▶ WHAT IS BEING ASKED
From the entries below, keep only the lines that contain the word "above". Matching is case-sensitive, so copy each qualifying line without changes.

★ ★ ★

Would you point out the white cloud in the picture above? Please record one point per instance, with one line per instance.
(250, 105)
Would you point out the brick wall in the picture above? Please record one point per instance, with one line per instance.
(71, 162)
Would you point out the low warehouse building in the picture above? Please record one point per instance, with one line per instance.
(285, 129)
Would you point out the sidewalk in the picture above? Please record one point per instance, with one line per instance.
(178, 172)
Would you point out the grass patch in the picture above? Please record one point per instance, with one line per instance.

★ ★ ★

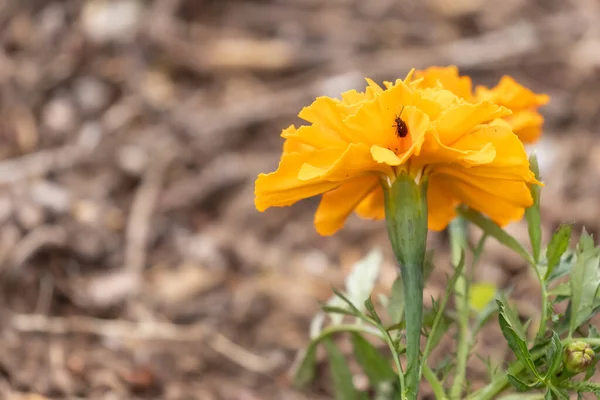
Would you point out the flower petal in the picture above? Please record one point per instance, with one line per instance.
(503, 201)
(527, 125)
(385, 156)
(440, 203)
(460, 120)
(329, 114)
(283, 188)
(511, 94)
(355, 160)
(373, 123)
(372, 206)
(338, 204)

★ ★ ★

▶ WRITTEN REPLY
Would you point out the white cloud in the picture above? Please record one point per instance, with one line per instance.
Would you point out the brick wall in the picture above? Please record one point per instance, with one line per instance.
Would you point out the low warehouse building in the picture above? Please record one point per instance, with one line per instance.
Would you point out the sidewalk in the picture above? Please record one point per instance, with one line per instance.
Would you point out the grass patch in the picture above? Please record one point per instance, with one line per instance.
Would you point out the flower petal in the picture above? Please record one point per instance, with one line per instance.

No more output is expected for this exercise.